━━━ 本文 ━━━

体が資本の第一次産業においては、自身の体調管理が事業のリスクマネジメントに直結します。
しかしながら、いくら安全管理、体調管理に注意したとしても、ケガや病気リスクをゼロにすることはできません。ケガをしてしまった場合、病気になってしまった場合の治療費も事業・家計の負担となります。
ケガや病気が原因で、入院または手術を行った際に保険金・給付金が支払われる保険に「傷害保険」、「医療保険」があります。名称が似ているため、混同してしまっている方も多い保険なので、それぞれの内容・特徴を把握することが重要です。
傷害保険と医療保険の違い
傷害保険
傷害保険とは、急激かつ偶然な外来事故による傷害(ケガ)が原因で、亡くなったり後遺障害を負ってしまったりした場合や入院、通院、手術等を行った際に、定額の保険金が支払われるという保険で、損害保険会社で取り扱っている商品です。
医療保険
医療保険とは、病気や傷害(ケガ)を原因とする身体の治療を目的とした、入院や手術に対して所定の給付金が支払われる保険です。
また、付帯できる特約に「先進医療特約」があり、公的医療保険が適用されない先進医療の治療実費を補償することもできます。
医療保険は「第三分野」といって、生命保険会社でも損害保険会社でも両方の保険会社で取り扱うことのできる商品です。(実態としては、生命保険会社で取り扱うことの多い商品です。)
上記の通り、一般的に「傷害保険」は傷害(ケガ)のみの補償ではあるが、死亡時や後遺障害を負った際の補償もある保険で、「医療保険」は病気・ケガ両方に備えられる保険です。
加入時の年齢や健康状態などにもよりますが、同程度の補償とした場合、一般的に傷害保険よりも病気も補償される医療保険の方が保険料は高額になります。
一次産業におけるリスクと保険選び
一次産業における仕事とリスクを考慮すると、傷害保険の方が重要だと判断できます。
事故例
- 農作業を行っている際に、誤って用水路に転落してしまい、右足に後遺障害を負ってしまった。
上記例のように、後遺障害を負ってしまった場合、傷害保険に加入していれば、障害等級に応じた保険金を受け取ることができます。
一方、医療保険では、入院をした場合または手術をした場合の給付金となるため、後遺障害を負ってしまったこと自体の給付金はありません。
一次産業では、身体を動かす作業が多いため、ケガのリスクはつきものです。とはいえ、病気のリスクが全くないわけではないので、傷害保険と医療保険のバランスを考慮した保険加入が望まれます。

━━━ 提供データ ━━━

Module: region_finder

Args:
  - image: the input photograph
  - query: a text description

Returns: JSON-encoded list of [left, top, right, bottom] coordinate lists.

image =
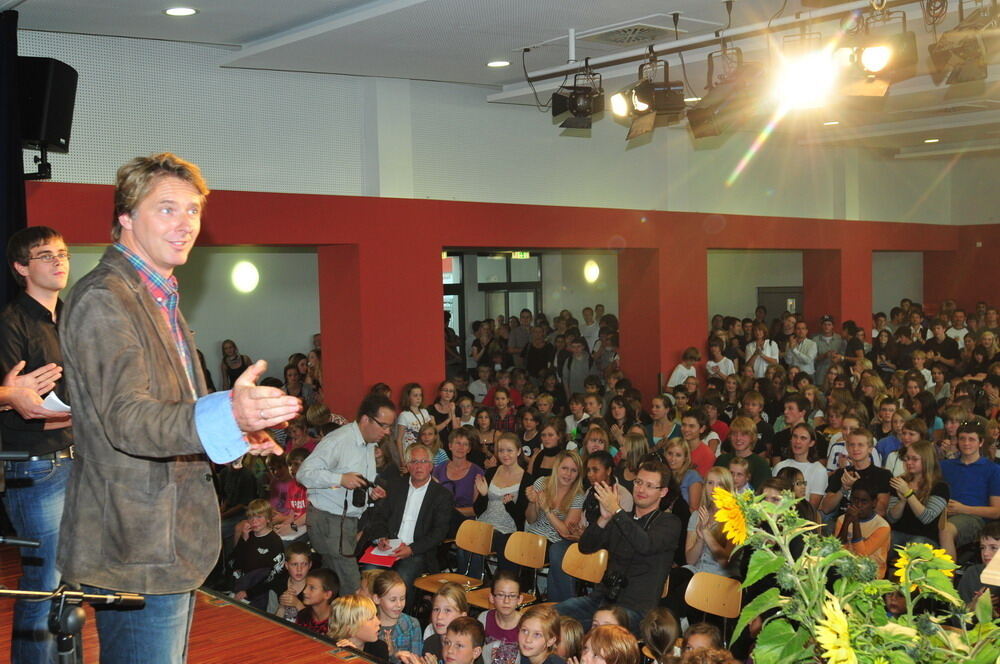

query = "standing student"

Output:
[[0, 226, 73, 664], [56, 153, 302, 664]]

━━━

**課題内容**
1. 本文の「傷害保険とは、急激かつ偶然な外来事故による」で始まる段落を、主な事実を残して箇条書きに書き直してください。
2. 本文によると、公的医療保険が適用されない先進医療の治療実費を補償するために医療保険に付帯できる特約は何ですか。
3. 次の (a)〜(c) が本文の内容と合っているかを、それぞれ「はい」か「いいえ」で答えてください。判断の根拠となる本文の語句もそのまま引用してください。
(a) 医療保険は生命保険会社だけが取り扱える商品である。
(b) 同程度の補償にした場合、一般的に医療保険の方が傷害保険より保険料が高額になる。
(c) 医療保険では、後遺障害を負ったこと自体に対して給付金が支払われる。

**各課題の解答**
1.
- 急激かつ偶然な外来事故による傷害(ケガ)が原因の場合が対象
- 死亡、後遺障害、入院、通院、手術等の際に定額の保険金が支払われる
- 損害保険会社で取り扱っている商品

2. 「先進医療特約」です。

3.
(a) いいえ。「生命保険会社でも損害保険会社でも両方の保険会社で取り扱うことのできる商品です」
(b) はい。「一般的に傷害保険よりも病気も補償される医療保険の方が保険料は高額になります」
(c) いいえ。「後遺障害を負ってしまったこと自体の給付金はありません」